### [ZU LÖSENDE AUFGABEN]
1 > Gib aus dem Text über die Zugehörigkeit des Vinschgaus zum Bistum Chur alles von „dsc_1670Dem Bischof den“ bis hinunter zu „Chur erinnert werden.“ wortgetreu wieder.
2 > Schreibe die Auflistung von ihrem Anfang bis hinunter zu der Zeile mit „point(96, 90)“, diese eingeschlossen, als JSON-Liste von Zeichenketten um. Jede Zeile wird dabei zu einem Eintrag, und Leerzeilen entfallen.

### [TEXTAUSZUG]

────────────────

Monats-Archive: März 2016

dsc_1670Dem Bischof den Zins von 200 Jahren gebracht

Am 28. Mai 2016 unternahm der Freundeskreis Marienberg ein Kulturfahrt nach Chur/Graubünden. Mit dieser Fahrt und dem Besuch beim Bischof von Chur sollte an die lange Zugehörigkeit des Vinschgaus zum Bistum Chur erinnert werden.

Mit viel Humor überbrachte der Präsident des Freundeskreises Marienberg, Andreas Folie, dem Bischof von Chur, Vitus Huonder, „den Zins von 200 Jahren“ in Form von Wein, Schüttelbrot, Speck und Käse. Mit ebensoviel Humor nahm der Churer Bischof die Geschenke entgegen. Bis vor 200 Jahren gehörte der Vinschgau bis hinunter zum rechten Passerufer zum Bistum Chur. Das Bistum ist eines der ältesten und wegen der Alpenpässe eines der mächtigsten, jedenfalls für lange Zeit bedeutendsten Bistümer des deutschen Sprachraumes.Vom 8. bis zum 19. Jahrhundert gehörte der Vinschgau bis Meran zum Bistum Chur.
1805 wurden seine österreichischen Bistumsteile (Tirol) dem Königreich Bayern einverleibt. Da die  bayerische Regierung ihr System staatlicher Kirchenhoheit, insbesondere die Reglementierung der Priesterausbildung und die Besetzung der geistlichen Stellen, auf das neu erworbene Gebiet ausweiten wollte, leistete der Churer Bischof Karl Rudolf von Buol-Schauenstein (1794–1833), der seit  März 1799 in Meran residierte, entschiedenen Widerstand. Die bayerische Regierung verweigerte ihm darauf die Ausbezahlung des Gehaltes und zitierte ihn schliesslich unter Androhung des Landesverweises nach Innsbruck. Am 26. Oktober 1807 wurde Buol-Schauenstein angesichts seines ungebrochenen Widerstandes gegen die bayerischen Eingriffe in die Kirchenfreiheit nach Graubünden deportiert. 1808 resignierte er auf die vorarlbergisch-tirolischen Gebiete (Dekanate Walgau und Vinschgau).  Papst Pius VII. (1800–1823) wies diese 1809 provisorisch Brixen zu. Mit einer päpstlichen Urkunde (Breve) vom 24. August 1814 sollten diese Gebiete wieder dem Bischof von Chur unterstellt werden, was Metternich zu verhindern wusste. Der Heilige Stuhl ordnete daher am 27. Jänner 1816 die endgültige Loslösung vom Bistum Chur an, die am 3. August 1816 vollzogen wurde. So verlor die Diözese Chur jene von altersher zu ihr gehörigen katholischen Gebiete, welche seit der Reformation die sichere finanzielle Basis gebildet hatten: die heutigen Dekanate Feldkirch, Sonnenberg und Montafon im Vorarlberg (Diözese Feldkirch), die Paznauner Pfarreien Galtür und Ischgl sowie den Vinschgau mit dem Burggrafenamt. Am 29. November 1819 trat Brixen den Unteren Vinschgau (Meran und die Pfarreien von der Passer bis zum Schnalsbach) an die Diözese Trient ab. Die Gründung und die zweimalige Verlegung des Klosters Marienberg im 12. Jahrhundert erfolgte auf dem Boden des Bistums Chur und für knapp 700 Jahre war demnach auch Marienberg dem Bistum Chur zugehörig und lange Zeit zinspflichtig. Spuren dieser Zeit tauchen in der vom Churer Bischof erbauten Churburg auf, auch in den Patrozinien (hl. Luzius) von Laatsch und von Goldrain. Der Legende nach war der Heilige Luzius, der in Chur um das Jahr 176 als Märtyrer hingerichtet wurde, der erste Bischof. Seine Gebeine werden in der Kathedrale in Chur aufbewahrt und er gilt als Patron des Bistums.

────────────────

### [EINGABEMATERIAL]
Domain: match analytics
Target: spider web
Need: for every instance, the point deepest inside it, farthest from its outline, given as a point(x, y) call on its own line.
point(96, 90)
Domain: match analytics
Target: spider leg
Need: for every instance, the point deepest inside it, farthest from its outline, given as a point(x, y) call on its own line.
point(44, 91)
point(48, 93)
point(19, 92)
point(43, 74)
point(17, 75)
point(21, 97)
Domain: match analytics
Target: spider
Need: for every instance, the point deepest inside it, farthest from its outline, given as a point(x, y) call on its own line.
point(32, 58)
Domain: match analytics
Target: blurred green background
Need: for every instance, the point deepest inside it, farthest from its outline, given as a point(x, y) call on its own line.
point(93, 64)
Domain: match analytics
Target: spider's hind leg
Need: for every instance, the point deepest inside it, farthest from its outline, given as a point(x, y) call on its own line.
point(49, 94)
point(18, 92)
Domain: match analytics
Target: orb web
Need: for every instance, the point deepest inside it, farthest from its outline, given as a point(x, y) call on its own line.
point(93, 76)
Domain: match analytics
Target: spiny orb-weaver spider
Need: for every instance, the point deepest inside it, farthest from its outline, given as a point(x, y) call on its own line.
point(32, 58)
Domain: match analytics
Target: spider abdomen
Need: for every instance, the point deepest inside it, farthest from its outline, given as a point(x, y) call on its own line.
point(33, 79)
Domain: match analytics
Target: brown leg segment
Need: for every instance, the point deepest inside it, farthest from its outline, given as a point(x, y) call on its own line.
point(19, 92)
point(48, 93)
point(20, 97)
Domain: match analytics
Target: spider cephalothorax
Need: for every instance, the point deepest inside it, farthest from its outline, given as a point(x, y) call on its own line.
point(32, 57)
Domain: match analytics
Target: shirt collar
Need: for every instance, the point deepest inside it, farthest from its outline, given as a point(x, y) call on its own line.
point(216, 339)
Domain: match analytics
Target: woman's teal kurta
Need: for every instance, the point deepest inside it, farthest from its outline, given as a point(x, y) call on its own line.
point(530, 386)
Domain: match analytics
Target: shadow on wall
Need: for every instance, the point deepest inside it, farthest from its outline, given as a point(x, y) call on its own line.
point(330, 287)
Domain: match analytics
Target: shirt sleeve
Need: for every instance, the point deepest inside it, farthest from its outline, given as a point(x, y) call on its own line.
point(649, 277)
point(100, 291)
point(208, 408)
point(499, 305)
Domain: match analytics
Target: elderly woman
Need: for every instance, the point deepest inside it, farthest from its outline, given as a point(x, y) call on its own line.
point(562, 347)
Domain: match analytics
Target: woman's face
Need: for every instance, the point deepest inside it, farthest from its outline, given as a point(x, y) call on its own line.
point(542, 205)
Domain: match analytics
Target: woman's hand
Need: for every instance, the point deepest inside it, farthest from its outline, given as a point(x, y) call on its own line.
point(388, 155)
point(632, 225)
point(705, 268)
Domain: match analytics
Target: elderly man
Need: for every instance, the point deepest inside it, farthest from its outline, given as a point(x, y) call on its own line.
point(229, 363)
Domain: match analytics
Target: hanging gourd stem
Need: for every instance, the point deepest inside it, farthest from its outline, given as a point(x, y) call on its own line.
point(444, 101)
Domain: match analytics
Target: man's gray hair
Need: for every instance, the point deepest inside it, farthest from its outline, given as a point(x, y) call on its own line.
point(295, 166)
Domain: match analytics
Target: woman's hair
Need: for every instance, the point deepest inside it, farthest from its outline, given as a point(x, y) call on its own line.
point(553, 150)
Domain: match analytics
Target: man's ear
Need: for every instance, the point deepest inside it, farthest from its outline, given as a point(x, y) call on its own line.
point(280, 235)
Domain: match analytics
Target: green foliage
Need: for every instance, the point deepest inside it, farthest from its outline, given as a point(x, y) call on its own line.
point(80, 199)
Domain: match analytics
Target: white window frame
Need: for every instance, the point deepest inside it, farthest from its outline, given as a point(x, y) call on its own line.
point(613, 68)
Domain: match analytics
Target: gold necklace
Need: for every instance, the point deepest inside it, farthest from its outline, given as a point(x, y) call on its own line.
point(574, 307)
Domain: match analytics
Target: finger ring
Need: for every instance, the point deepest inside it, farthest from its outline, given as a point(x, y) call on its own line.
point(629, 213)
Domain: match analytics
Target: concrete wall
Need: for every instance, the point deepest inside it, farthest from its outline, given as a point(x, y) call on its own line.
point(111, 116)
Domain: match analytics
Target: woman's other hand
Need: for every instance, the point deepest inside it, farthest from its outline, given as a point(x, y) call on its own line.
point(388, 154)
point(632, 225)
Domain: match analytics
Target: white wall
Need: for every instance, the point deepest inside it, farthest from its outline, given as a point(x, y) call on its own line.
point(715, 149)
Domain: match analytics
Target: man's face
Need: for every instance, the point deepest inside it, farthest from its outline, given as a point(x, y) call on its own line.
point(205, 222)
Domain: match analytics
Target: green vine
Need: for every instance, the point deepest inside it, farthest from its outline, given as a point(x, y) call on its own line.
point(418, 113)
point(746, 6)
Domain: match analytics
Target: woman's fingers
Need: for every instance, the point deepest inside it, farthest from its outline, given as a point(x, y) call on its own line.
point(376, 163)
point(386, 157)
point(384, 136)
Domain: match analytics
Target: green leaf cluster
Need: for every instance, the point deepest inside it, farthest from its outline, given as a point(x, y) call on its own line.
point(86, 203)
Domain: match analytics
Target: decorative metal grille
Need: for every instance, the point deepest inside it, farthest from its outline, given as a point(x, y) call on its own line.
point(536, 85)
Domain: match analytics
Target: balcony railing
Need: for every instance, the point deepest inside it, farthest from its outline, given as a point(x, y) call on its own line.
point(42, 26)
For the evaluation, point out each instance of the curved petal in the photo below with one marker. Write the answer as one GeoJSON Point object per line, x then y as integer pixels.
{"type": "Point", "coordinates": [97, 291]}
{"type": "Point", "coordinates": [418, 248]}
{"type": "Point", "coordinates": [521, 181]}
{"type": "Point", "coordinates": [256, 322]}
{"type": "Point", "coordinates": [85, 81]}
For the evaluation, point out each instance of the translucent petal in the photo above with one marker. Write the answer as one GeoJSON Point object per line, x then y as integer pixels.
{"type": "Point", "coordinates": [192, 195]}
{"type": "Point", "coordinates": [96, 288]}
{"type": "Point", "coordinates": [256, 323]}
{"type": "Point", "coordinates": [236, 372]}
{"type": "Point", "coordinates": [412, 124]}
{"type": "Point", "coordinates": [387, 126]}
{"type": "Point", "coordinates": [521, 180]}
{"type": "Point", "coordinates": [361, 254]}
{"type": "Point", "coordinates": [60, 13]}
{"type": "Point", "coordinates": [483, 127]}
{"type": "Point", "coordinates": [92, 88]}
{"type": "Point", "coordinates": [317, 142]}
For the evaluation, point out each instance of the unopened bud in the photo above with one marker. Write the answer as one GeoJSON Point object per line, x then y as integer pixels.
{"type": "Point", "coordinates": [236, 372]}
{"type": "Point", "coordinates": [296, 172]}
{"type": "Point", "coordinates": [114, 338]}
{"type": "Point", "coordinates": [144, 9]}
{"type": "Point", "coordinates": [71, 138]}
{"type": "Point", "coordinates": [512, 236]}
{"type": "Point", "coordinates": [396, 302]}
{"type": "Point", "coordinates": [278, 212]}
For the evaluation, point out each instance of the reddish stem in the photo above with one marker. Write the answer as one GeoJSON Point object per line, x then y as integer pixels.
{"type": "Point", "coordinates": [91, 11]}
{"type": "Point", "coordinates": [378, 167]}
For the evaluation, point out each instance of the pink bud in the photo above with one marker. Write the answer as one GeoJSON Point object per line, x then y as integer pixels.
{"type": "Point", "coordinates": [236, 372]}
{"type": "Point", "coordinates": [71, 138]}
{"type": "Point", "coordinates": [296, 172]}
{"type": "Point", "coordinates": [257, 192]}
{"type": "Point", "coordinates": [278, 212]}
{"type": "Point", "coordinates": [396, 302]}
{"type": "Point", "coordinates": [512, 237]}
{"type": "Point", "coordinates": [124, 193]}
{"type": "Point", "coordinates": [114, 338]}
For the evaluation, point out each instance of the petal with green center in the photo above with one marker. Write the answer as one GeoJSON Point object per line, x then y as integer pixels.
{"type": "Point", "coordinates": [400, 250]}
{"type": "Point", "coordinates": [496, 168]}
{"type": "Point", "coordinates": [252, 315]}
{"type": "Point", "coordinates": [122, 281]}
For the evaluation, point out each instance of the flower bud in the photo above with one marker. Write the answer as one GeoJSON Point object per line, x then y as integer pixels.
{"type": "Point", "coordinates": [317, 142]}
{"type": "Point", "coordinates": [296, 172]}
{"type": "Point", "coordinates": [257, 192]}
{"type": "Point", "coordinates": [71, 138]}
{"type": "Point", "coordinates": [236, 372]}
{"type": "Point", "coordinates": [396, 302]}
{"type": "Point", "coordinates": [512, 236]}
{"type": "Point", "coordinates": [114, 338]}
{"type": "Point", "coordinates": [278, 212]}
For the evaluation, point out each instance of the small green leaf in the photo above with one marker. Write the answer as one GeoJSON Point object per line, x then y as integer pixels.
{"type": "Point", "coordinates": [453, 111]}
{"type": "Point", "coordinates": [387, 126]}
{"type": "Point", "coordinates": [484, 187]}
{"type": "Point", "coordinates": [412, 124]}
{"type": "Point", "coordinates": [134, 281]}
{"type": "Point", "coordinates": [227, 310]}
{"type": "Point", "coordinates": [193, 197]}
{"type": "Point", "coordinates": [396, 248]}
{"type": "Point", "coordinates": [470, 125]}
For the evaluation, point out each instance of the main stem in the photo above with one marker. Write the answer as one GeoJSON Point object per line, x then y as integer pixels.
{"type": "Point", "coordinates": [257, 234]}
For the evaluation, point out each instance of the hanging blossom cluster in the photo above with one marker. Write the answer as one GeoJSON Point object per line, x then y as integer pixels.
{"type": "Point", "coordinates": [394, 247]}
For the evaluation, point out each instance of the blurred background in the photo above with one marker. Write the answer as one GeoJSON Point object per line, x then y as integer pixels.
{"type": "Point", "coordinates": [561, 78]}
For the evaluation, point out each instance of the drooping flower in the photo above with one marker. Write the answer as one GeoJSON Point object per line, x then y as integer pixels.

────────────────

### [VOLLSTÄNDIGE LÖSUNGEN]
1 >
dsc_1670Dem Bischof den Zins von 200 Jahren gebracht

Am 28. Mai 2016 unternahm der Freundeskreis Marienberg ein Kulturfahrt nach Chur/Graubünden. Mit dieser Fahrt und dem Besuch beim Bischof von Chur sollte an die lange Zugehörigkeit des Vinschgaus zum Bistum Chur erinnert werden.

2 >
[
  "Domain: match analytics",
  "Target: spider web",
  "Need: for every instance, the point deepest inside it, farthest from its outline, given as a point(x, y) call on its own line.",
  "point(96, 90)"
]